• _Do this_:
The lines to extract begin at the one containing "Tag one point on each instance of the yellow" and run to the end of the listing; set them down exactly and alone.

• _Material to process_:
———

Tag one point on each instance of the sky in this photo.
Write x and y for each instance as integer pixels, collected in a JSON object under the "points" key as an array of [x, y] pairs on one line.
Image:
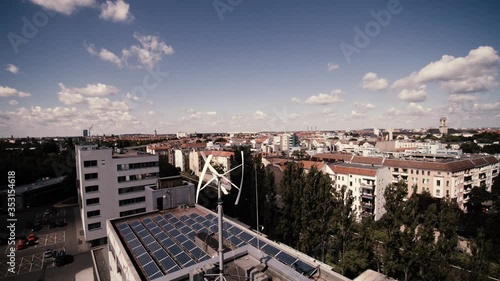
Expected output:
{"points": [[134, 66]]}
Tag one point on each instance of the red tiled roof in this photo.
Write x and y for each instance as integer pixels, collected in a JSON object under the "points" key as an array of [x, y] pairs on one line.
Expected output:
{"points": [[352, 170]]}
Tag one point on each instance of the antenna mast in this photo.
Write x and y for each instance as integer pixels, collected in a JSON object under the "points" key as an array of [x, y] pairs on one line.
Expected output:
{"points": [[220, 188]]}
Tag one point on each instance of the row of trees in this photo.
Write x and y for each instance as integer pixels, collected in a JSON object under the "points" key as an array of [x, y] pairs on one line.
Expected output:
{"points": [[415, 240]]}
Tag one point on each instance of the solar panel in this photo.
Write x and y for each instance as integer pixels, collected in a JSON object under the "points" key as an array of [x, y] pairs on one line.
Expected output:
{"points": [[157, 275], [168, 264], [144, 259], [302, 267], [199, 219], [235, 240], [245, 236], [271, 250], [204, 258], [179, 224], [191, 235], [135, 223], [189, 263], [197, 253], [160, 236], [286, 258], [189, 245], [197, 226], [253, 242], [167, 242], [169, 216], [183, 258], [156, 230], [174, 232], [126, 230], [234, 230], [154, 246], [175, 250], [138, 251], [134, 243], [168, 227], [185, 229], [129, 237], [151, 269], [122, 226], [160, 254], [181, 238], [148, 239]]}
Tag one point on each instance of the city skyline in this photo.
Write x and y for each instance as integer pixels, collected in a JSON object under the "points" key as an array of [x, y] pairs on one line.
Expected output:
{"points": [[133, 66]]}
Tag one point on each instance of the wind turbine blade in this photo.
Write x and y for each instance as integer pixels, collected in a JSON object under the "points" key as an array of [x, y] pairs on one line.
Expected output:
{"points": [[202, 176], [242, 173]]}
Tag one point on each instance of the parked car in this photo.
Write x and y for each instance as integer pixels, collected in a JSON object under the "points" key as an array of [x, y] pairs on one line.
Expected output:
{"points": [[21, 244], [31, 238], [48, 254]]}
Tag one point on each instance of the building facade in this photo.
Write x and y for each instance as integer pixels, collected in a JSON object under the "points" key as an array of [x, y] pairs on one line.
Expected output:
{"points": [[112, 185]]}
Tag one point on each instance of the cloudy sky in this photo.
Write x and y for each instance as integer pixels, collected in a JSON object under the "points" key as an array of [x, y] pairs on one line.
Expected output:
{"points": [[130, 66]]}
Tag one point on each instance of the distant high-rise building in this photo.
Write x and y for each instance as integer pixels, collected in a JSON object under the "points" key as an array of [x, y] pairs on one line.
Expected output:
{"points": [[443, 126]]}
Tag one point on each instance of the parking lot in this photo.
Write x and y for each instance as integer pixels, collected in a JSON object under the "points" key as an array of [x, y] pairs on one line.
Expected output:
{"points": [[54, 237], [28, 264]]}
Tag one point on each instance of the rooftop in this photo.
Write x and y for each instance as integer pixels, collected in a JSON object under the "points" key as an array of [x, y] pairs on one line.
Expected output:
{"points": [[165, 244]]}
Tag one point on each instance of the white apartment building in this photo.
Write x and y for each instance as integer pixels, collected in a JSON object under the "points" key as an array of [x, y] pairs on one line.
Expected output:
{"points": [[112, 185], [367, 184]]}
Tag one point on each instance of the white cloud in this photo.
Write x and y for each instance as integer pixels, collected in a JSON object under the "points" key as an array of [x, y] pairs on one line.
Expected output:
{"points": [[11, 92], [475, 72], [12, 69], [461, 97], [106, 55], [148, 53], [373, 83], [323, 99], [332, 66], [487, 106], [66, 7], [116, 12], [259, 115], [413, 95], [412, 109], [95, 90]]}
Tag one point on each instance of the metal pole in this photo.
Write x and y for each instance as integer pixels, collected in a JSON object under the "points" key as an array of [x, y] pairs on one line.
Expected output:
{"points": [[219, 210]]}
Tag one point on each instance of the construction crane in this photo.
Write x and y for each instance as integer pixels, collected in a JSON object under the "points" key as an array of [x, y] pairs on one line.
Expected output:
{"points": [[90, 129]]}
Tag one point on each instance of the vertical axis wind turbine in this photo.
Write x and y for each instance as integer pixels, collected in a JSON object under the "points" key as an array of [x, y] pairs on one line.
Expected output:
{"points": [[218, 177]]}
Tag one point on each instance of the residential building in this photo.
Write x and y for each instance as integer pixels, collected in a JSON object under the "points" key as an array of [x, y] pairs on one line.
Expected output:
{"points": [[367, 184], [112, 185]]}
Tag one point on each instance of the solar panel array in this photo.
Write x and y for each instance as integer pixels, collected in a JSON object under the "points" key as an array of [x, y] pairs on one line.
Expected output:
{"points": [[165, 244]]}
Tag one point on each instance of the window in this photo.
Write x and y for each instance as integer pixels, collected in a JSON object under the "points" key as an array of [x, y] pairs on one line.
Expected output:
{"points": [[91, 188], [123, 167], [91, 176], [93, 213], [131, 212], [92, 201], [90, 163], [125, 202], [93, 226], [130, 189]]}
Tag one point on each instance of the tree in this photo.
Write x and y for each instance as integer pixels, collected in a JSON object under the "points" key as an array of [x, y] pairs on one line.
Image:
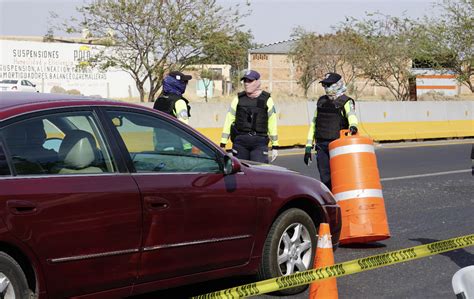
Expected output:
{"points": [[316, 55], [382, 48], [147, 38], [208, 76], [446, 42], [223, 48]]}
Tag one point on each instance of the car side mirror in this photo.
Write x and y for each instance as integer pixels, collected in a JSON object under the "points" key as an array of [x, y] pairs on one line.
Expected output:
{"points": [[117, 121], [231, 165]]}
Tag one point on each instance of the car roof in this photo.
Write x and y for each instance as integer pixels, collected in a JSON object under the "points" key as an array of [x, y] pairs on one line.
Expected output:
{"points": [[15, 103]]}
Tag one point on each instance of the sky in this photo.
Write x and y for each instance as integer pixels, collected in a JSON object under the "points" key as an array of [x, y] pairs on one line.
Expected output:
{"points": [[270, 21]]}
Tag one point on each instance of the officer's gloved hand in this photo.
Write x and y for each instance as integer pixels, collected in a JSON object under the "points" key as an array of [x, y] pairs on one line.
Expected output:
{"points": [[307, 155], [353, 130], [274, 154]]}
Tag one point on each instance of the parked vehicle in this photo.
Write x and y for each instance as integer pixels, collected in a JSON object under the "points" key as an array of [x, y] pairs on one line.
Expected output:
{"points": [[109, 198], [17, 85]]}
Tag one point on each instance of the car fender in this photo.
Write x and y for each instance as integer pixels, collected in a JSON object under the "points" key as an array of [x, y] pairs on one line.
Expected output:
{"points": [[10, 241]]}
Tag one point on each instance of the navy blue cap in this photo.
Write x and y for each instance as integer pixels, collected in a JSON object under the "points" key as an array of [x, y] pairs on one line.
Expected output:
{"points": [[251, 75], [331, 78], [180, 76]]}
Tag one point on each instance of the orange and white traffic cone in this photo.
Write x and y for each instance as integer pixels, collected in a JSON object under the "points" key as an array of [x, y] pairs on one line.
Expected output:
{"points": [[325, 289]]}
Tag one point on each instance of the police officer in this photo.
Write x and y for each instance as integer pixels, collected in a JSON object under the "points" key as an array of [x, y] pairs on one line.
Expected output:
{"points": [[171, 100], [335, 111], [251, 122]]}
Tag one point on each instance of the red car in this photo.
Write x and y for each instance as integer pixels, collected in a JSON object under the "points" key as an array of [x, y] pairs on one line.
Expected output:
{"points": [[109, 199]]}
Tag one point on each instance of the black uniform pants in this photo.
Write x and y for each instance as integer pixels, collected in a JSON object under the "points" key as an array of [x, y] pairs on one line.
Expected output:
{"points": [[322, 157], [251, 147]]}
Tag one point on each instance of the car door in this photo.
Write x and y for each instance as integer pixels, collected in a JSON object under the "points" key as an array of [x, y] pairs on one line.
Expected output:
{"points": [[71, 206], [195, 218]]}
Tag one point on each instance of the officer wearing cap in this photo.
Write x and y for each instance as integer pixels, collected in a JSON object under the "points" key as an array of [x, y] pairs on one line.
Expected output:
{"points": [[334, 112], [251, 122], [171, 100]]}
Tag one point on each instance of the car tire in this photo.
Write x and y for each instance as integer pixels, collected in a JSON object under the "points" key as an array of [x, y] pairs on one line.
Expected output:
{"points": [[296, 250], [13, 282]]}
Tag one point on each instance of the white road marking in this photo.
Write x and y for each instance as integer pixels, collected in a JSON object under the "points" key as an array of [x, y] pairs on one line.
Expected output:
{"points": [[425, 175]]}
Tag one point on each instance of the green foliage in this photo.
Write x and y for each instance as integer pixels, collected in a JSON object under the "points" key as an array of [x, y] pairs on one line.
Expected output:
{"points": [[446, 42], [147, 38], [382, 48]]}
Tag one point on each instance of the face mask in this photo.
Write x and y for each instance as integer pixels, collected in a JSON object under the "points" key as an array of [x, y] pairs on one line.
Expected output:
{"points": [[336, 89]]}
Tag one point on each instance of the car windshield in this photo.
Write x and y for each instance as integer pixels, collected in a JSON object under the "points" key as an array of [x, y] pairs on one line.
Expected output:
{"points": [[9, 81]]}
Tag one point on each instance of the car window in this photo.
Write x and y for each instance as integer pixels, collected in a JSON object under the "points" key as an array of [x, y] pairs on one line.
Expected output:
{"points": [[4, 170], [55, 144], [156, 145]]}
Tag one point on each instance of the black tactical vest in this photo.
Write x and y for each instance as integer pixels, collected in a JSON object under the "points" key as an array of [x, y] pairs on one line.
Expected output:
{"points": [[166, 102], [252, 114], [331, 117]]}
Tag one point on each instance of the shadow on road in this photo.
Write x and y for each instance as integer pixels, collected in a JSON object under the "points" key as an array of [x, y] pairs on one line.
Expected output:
{"points": [[363, 245], [197, 289], [461, 257]]}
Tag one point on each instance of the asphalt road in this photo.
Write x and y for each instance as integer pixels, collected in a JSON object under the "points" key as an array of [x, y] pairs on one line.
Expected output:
{"points": [[429, 196]]}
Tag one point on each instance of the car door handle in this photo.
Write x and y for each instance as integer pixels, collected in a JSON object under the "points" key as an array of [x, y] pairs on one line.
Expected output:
{"points": [[156, 203], [21, 207]]}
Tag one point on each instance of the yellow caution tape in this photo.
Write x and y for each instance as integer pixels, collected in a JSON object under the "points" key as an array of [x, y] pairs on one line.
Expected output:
{"points": [[342, 269]]}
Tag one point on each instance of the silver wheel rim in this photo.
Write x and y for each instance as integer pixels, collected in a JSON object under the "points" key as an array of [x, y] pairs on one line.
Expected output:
{"points": [[6, 288], [294, 249]]}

———

• _Result for this task_:
Tag one point on each instance of the yellow caution tape in this photo.
Write x and y for each instance as integer pixels, collected in a JSON object under the "points" key as an array of [x, y] pairs on one line.
Expected output:
{"points": [[342, 269]]}
Tag one point on each instance of the silver wheel rim in this photo.
Write x and y for each instance as integer pixels, collected in a JSON object under the "points" key as an array of [x, y] pairs on one line.
Expected output:
{"points": [[6, 288], [294, 249]]}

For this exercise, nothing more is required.